(Saved items from a collection)
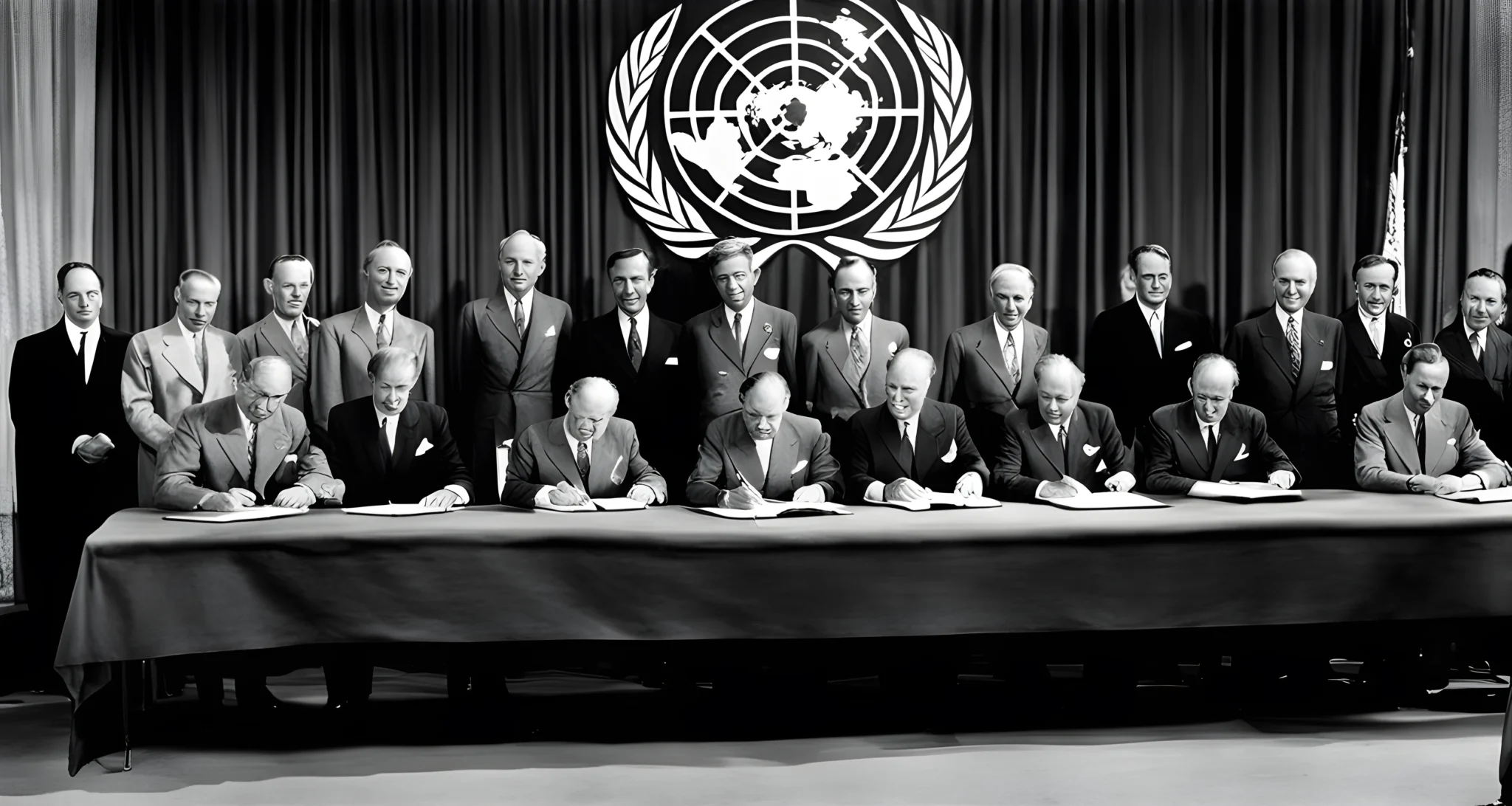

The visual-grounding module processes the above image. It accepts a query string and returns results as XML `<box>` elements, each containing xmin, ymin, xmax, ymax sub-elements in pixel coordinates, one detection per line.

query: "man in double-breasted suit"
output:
<box><xmin>121</xmin><ymin>269</ymin><xmax>244</xmax><ymax>506</ymax></box>
<box><xmin>1434</xmin><ymin>269</ymin><xmax>1512</xmax><ymax>457</ymax></box>
<box><xmin>456</xmin><ymin>230</ymin><xmax>573</xmax><ymax>503</ymax></box>
<box><xmin>1223</xmin><ymin>249</ymin><xmax>1350</xmax><ymax>489</ymax></box>
<box><xmin>573</xmin><ymin>248</ymin><xmax>697</xmax><ymax>497</ymax></box>
<box><xmin>990</xmin><ymin>354</ymin><xmax>1134</xmax><ymax>500</ymax></box>
<box><xmin>1338</xmin><ymin>254</ymin><xmax>1423</xmax><ymax>440</ymax></box>
<box><xmin>236</xmin><ymin>254</ymin><xmax>320</xmax><ymax>419</ymax></box>
<box><xmin>798</xmin><ymin>255</ymin><xmax>909</xmax><ymax>457</ymax></box>
<box><xmin>845</xmin><ymin>348</ymin><xmax>989</xmax><ymax>502</ymax></box>
<box><xmin>504</xmin><ymin>378</ymin><xmax>667</xmax><ymax>508</ymax></box>
<box><xmin>688</xmin><ymin>372</ymin><xmax>845</xmax><ymax>509</ymax></box>
<box><xmin>310</xmin><ymin>241</ymin><xmax>436</xmax><ymax>443</ymax></box>
<box><xmin>939</xmin><ymin>263</ymin><xmax>1049</xmax><ymax>457</ymax></box>
<box><xmin>1082</xmin><ymin>244</ymin><xmax>1217</xmax><ymax>444</ymax></box>
<box><xmin>682</xmin><ymin>238</ymin><xmax>798</xmax><ymax>430</ymax></box>
<box><xmin>1141</xmin><ymin>352</ymin><xmax>1297</xmax><ymax>495</ymax></box>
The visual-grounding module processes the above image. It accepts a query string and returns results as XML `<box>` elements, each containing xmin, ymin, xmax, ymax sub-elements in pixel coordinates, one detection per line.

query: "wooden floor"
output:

(AIM OF THE TASK) Turn every line of the rows above into a numbered list, skipping blank lines and leaving out the pictures.

(SOLUTION TO THIS PROBLEM)
1. The visual-grounding module processes the above image. It accepts a query string and returns results as XML `<box>` elements, each containing xmin, ymin, xmax, ymax sub-elements in pixel coordinates, one detection per line.
2. query: "man in double-breasted suit"
3. output:
4. <box><xmin>121</xmin><ymin>269</ymin><xmax>244</xmax><ymax>506</ymax></box>
5. <box><xmin>1434</xmin><ymin>269</ymin><xmax>1512</xmax><ymax>457</ymax></box>
6. <box><xmin>456</xmin><ymin>230</ymin><xmax>573</xmax><ymax>503</ymax></box>
7. <box><xmin>1223</xmin><ymin>249</ymin><xmax>1350</xmax><ymax>489</ymax></box>
8. <box><xmin>573</xmin><ymin>248</ymin><xmax>697</xmax><ymax>497</ymax></box>
9. <box><xmin>990</xmin><ymin>354</ymin><xmax>1134</xmax><ymax>500</ymax></box>
10. <box><xmin>1338</xmin><ymin>254</ymin><xmax>1423</xmax><ymax>440</ymax></box>
11. <box><xmin>236</xmin><ymin>254</ymin><xmax>320</xmax><ymax>419</ymax></box>
12. <box><xmin>798</xmin><ymin>255</ymin><xmax>909</xmax><ymax>457</ymax></box>
13. <box><xmin>845</xmin><ymin>348</ymin><xmax>989</xmax><ymax>502</ymax></box>
14. <box><xmin>504</xmin><ymin>378</ymin><xmax>667</xmax><ymax>508</ymax></box>
15. <box><xmin>688</xmin><ymin>372</ymin><xmax>845</xmax><ymax>509</ymax></box>
16. <box><xmin>310</xmin><ymin>241</ymin><xmax>436</xmax><ymax>443</ymax></box>
17. <box><xmin>939</xmin><ymin>263</ymin><xmax>1049</xmax><ymax>457</ymax></box>
18. <box><xmin>1082</xmin><ymin>244</ymin><xmax>1217</xmax><ymax>444</ymax></box>
19. <box><xmin>682</xmin><ymin>238</ymin><xmax>798</xmax><ymax>430</ymax></box>
20. <box><xmin>1141</xmin><ymin>352</ymin><xmax>1297</xmax><ymax>495</ymax></box>
21. The visual-grounding module processes the above image. It accepts a query string and returns results as XML `<box>` elements, each containing xmin, ymin, xmax, ymax sub-elements in pixel coordinates, one detection per line.
22. query: "wooden floor"
23. output:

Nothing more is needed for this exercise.